Task to carry out —
Pull out every line of the data below that contains the string "meadow", and copy each one in full. Case counts.

>> Begin Records for the task

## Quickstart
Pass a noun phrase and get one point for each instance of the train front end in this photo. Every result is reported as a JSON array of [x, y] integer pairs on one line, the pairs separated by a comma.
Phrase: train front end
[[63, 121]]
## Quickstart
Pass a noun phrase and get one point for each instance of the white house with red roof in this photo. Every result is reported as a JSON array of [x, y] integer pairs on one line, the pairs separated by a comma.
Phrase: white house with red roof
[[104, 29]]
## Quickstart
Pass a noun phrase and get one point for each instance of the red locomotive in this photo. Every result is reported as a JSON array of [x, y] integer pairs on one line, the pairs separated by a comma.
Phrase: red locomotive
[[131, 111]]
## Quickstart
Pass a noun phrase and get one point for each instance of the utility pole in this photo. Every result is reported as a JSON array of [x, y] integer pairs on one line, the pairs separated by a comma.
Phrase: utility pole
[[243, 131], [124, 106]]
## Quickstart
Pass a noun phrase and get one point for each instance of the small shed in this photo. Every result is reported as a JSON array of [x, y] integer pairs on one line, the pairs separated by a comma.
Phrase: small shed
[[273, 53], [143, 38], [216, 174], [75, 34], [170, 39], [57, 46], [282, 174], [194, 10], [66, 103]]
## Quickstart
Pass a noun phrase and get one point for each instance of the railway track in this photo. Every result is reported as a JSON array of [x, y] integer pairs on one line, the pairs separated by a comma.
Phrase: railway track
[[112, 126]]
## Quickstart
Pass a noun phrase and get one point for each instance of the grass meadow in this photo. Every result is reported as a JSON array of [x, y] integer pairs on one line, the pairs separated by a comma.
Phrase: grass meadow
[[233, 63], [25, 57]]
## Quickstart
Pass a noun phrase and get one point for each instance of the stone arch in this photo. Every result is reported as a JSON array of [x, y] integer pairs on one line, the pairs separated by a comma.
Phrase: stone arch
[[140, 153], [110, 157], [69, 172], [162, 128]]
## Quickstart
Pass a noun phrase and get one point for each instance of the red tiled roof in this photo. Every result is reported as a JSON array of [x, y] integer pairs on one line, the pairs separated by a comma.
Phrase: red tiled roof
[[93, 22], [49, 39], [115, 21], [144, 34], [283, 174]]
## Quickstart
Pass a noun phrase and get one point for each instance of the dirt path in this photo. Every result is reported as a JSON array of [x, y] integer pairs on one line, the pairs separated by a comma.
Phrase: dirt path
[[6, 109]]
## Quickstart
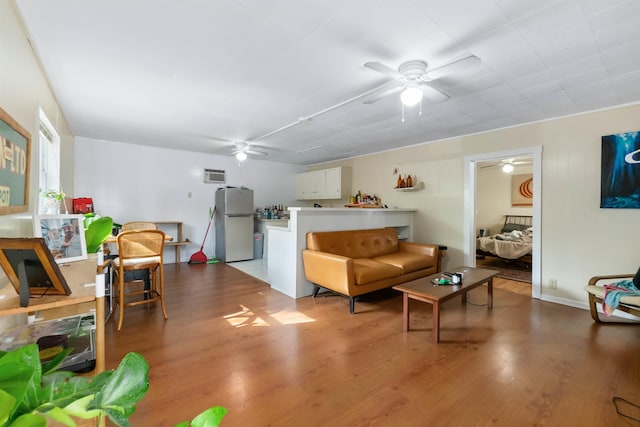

>> End Records for the task

Correct answer —
Pass a noun phrase and get one point for each instance of the grass meadow in this photo. Every result is reported as a JSON array of [x, y] integer pairs on one line, the pairs separated by a comma.
Phrase: grass meadow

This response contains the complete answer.